++++ Records to process ++++

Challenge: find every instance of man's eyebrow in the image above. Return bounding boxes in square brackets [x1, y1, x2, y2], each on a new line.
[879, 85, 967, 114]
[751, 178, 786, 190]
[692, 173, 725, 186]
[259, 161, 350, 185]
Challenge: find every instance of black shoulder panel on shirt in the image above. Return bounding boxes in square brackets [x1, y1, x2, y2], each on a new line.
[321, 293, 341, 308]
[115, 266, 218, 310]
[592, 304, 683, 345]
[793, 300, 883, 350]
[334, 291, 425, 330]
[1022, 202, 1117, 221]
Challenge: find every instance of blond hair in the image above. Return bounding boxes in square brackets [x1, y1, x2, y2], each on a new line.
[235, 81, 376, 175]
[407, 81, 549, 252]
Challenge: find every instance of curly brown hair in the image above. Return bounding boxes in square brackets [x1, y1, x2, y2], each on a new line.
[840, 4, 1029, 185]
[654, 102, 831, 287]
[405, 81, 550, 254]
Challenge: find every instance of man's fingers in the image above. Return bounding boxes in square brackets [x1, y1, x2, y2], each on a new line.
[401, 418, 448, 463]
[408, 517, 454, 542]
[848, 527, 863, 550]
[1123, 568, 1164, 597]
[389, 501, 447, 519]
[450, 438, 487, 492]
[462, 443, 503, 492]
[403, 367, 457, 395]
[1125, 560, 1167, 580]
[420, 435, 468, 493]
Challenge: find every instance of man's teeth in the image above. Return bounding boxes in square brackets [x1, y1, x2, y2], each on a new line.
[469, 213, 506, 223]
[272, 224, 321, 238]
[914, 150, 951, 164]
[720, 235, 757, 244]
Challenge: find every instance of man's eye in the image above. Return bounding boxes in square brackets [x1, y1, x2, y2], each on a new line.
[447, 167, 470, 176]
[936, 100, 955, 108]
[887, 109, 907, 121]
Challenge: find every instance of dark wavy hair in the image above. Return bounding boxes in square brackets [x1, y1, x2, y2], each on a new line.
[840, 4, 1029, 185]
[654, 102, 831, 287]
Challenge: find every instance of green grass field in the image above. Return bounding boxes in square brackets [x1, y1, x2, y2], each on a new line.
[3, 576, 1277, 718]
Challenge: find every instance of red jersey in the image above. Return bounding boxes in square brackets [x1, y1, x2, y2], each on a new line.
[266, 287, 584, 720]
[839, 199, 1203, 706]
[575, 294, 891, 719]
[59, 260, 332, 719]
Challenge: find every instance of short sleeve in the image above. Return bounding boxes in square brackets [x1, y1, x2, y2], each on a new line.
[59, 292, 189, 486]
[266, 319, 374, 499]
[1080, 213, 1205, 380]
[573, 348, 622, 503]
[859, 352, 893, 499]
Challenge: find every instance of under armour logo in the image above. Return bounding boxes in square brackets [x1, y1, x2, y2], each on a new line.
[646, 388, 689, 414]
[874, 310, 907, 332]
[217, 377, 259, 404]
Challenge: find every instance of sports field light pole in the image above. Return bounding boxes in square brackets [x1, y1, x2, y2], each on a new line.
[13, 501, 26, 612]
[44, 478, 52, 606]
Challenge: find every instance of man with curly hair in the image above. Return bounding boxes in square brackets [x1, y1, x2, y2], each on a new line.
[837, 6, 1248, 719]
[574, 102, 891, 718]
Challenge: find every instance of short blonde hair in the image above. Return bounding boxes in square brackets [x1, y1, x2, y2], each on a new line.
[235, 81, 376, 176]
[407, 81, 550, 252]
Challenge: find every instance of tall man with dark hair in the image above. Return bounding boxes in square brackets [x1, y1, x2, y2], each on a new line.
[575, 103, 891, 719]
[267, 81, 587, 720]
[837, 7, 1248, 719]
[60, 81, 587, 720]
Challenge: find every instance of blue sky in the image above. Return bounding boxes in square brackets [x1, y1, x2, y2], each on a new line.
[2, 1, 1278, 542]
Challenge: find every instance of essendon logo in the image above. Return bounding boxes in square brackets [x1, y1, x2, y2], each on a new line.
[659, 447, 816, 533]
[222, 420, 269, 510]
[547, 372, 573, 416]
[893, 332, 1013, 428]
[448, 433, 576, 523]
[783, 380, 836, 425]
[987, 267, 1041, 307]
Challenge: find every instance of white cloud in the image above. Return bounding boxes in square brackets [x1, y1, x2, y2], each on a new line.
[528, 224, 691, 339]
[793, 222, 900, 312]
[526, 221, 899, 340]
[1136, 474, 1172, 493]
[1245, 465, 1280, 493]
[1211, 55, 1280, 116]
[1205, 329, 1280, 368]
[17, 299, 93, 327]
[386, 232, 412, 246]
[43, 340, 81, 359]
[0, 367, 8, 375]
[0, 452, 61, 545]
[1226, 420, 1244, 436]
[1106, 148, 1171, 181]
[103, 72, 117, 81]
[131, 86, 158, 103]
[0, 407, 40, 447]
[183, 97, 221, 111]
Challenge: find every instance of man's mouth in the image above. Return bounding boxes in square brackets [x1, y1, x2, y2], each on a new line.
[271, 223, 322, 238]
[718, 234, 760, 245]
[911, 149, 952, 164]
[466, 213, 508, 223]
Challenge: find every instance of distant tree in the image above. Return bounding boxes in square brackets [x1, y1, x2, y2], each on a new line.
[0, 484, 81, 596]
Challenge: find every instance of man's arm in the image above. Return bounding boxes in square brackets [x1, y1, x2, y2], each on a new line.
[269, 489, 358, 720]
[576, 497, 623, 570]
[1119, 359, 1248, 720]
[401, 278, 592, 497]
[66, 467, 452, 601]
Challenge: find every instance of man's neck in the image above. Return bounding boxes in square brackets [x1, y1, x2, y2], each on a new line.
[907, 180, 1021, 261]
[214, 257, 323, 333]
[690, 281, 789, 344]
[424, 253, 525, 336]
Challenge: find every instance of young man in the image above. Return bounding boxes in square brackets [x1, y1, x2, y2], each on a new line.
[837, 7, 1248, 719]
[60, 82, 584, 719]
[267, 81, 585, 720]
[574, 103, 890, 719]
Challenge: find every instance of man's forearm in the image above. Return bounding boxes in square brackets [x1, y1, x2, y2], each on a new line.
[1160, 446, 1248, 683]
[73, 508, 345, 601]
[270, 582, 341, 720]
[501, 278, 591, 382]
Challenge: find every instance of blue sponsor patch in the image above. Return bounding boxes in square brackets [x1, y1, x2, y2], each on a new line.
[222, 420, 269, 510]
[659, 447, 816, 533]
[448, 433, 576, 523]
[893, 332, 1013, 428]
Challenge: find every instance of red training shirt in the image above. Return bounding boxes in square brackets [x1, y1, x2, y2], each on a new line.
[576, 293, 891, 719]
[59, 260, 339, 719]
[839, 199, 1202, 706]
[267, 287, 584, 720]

++++

An exact restatement of the data is required.

Challenge: find every instance of man's eyebrow in the image above. Return bounding boxes in square brackets [x1, y1, x2, y2], each on a new line.
[879, 85, 967, 114]
[751, 178, 786, 190]
[692, 173, 725, 186]
[259, 161, 350, 185]
Challenge: find every instance of black shoulder panel on shirt in the image above. Return bounding boxes in square brackets [x1, y1, x2, y2], each on a new line.
[321, 293, 341, 308]
[115, 266, 218, 310]
[592, 304, 683, 345]
[793, 300, 883, 350]
[334, 291, 425, 330]
[1022, 202, 1117, 221]
Challenge: find every instance of blond hair in the image above. Return bounding boxes in square brackets [x1, y1, x2, y2], each on a new line.
[235, 81, 376, 175]
[407, 81, 549, 252]
Challenge: find every instance of curly brown hair in the image above. Return bounding boxes in square brackets [x1, y1, x2, y2], each on a new line.
[840, 4, 1029, 185]
[654, 102, 831, 287]
[405, 81, 550, 254]
Challenge: find every instance of man's fingers in the image above. Return bounding boxes in square brackets [x1, y1, x2, y2], each on a new line.
[401, 418, 448, 463]
[408, 517, 454, 542]
[848, 527, 863, 550]
[1123, 568, 1164, 597]
[389, 501, 447, 519]
[450, 438, 487, 492]
[462, 443, 503, 492]
[403, 367, 457, 395]
[1125, 560, 1167, 580]
[420, 435, 468, 493]
Challenge: find every instance of man's teeth in the image above. Return bounding boxes in square brackets [x1, y1, x2, y2], each on a new line.
[469, 213, 506, 223]
[272, 224, 321, 238]
[914, 150, 951, 164]
[720, 235, 757, 244]
Challenge: find every instance of man's eye in the image above. Return bounding boxes in square brackets [x1, y1, x2, y2], each on a new line.
[447, 167, 470, 176]
[936, 100, 955, 108]
[887, 109, 907, 121]
Challenge: find every instance of dark wavy hair in the image above. Return bounding boxes in square brackets [x1, y1, x2, y2], each on a new line.
[840, 4, 1029, 185]
[654, 102, 831, 287]
Challenge: find every instance of green grass field in the image above. Return bounding boxes in square brackets [x1, y1, x2, y2], each on a new line.
[3, 576, 1277, 718]
Challenge: find every instance of red jersey in the image above. Return bounding boxes in square brackets [x1, y1, x2, y2], each on a new line.
[266, 287, 584, 720]
[839, 199, 1203, 706]
[575, 294, 891, 719]
[59, 260, 332, 719]
Challenge: find every instance of short sleeve in the image above. Return bounding boxes in square brackets [x1, y1, x2, y2], each on a new line.
[59, 292, 189, 486]
[266, 319, 374, 499]
[1080, 213, 1205, 380]
[573, 348, 622, 503]
[859, 352, 893, 499]
Challenge: find every instance of under armour logo in the image above. Return bounding boxes in square brackets [x1, y1, x2, y2], each on a new line.
[646, 388, 689, 414]
[874, 310, 907, 332]
[217, 377, 259, 404]
Challenge: find every instance of sports field light pole in the image above. Return bounding boxes in square brackets [x1, y1, x2, y2], each on a new line.
[13, 501, 26, 612]
[44, 478, 52, 606]
Challenge: find every instance of man with curly hair in the image above. Return bounding boxes in square brackets [x1, y1, x2, y2], each on a new line.
[837, 6, 1248, 719]
[574, 102, 891, 718]
Challenge: find every instance of short blonde hair in the image above. Return bounding boxes in square brackets [x1, y1, x2, y2], each on a new line.
[235, 81, 376, 176]
[407, 81, 550, 252]
Challenge: find every instance of tall man with dark hair in the image above. Return bounding boxes in square brackets [x1, y1, x2, y2], each on a new line.
[575, 103, 891, 719]
[267, 81, 587, 720]
[837, 7, 1248, 719]
[60, 81, 587, 720]
Challenge: find every instance of blue sky in the image above. Return bounding boxes in square brackets [x1, y1, x2, y2], each on a new line.
[2, 1, 1278, 542]
Challenge: find every instance of essendon logo in the image above. Return bounding boxes in square brackets [x1, y1, x2, y2], each on a new line.
[659, 447, 816, 533]
[222, 420, 269, 510]
[547, 372, 573, 416]
[893, 332, 1013, 428]
[448, 433, 576, 523]
[783, 380, 836, 425]
[987, 267, 1041, 307]
Challenge: find every instance of white cloud in the image above. Return bounding boxes in square brackets [x1, y1, x2, y2], each on a new line.
[528, 224, 691, 339]
[793, 222, 900, 312]
[526, 221, 899, 340]
[1136, 474, 1172, 493]
[1245, 465, 1280, 493]
[1211, 55, 1280, 116]
[1205, 329, 1280, 368]
[17, 299, 93, 327]
[386, 232, 412, 246]
[43, 340, 81, 359]
[0, 367, 8, 375]
[0, 452, 61, 545]
[1226, 420, 1244, 436]
[1106, 148, 1171, 181]
[103, 72, 117, 81]
[131, 86, 158, 103]
[0, 407, 40, 447]
[183, 97, 221, 111]
Challenge: find every instance of man's mouth in the image above. Return bounding boxes in square brackets [x1, y1, x2, y2], each on a new line.
[271, 223, 322, 238]
[718, 234, 760, 245]
[911, 149, 952, 164]
[466, 213, 508, 223]
Challenge: find every instance of distant tree in the image above. Return bounding boxes in square brackets [x1, y1, x2, y2], each on a new line.
[0, 484, 81, 596]
Challenge: find every instance of man's arm in the image above. Return bounding boxes in square brackets [x1, y1, x2, y2], each on a new line.
[269, 489, 358, 720]
[576, 497, 623, 570]
[1119, 359, 1248, 720]
[401, 278, 592, 497]
[66, 467, 452, 601]
Challenge: find every instance of man's neck in the image above. Return bounding boxes in square brackets [x1, y1, x2, y2], each on a new line.
[907, 180, 1021, 261]
[214, 257, 323, 333]
[690, 281, 789, 344]
[424, 253, 525, 336]
Challenge: find every instance of young man in the image above. Return bounding boxes in square brackets [x1, y1, x2, y2], each on a new line.
[837, 7, 1248, 719]
[60, 82, 584, 719]
[267, 81, 585, 720]
[574, 103, 890, 719]
Challenge: find every instance of man's forearm in the image above. Return bounding boxes in square brackets [x1, y1, x2, y2], each on a new line.
[1160, 446, 1248, 683]
[73, 508, 345, 601]
[270, 582, 341, 720]
[501, 278, 591, 382]
Challenge: find every instance of blue sponsor patch in the image above. Return bounding boxes in square brackets [x1, y1, x2, y2], each on a new line.
[222, 420, 269, 510]
[659, 447, 816, 533]
[448, 433, 576, 523]
[893, 332, 1013, 428]
Challenge: find every instance of red training shirt in the image above. Return bounding boxes in square brackets [x1, y1, x2, y2], each on a new line.
[576, 293, 891, 719]
[59, 260, 339, 719]
[839, 199, 1202, 706]
[267, 287, 584, 720]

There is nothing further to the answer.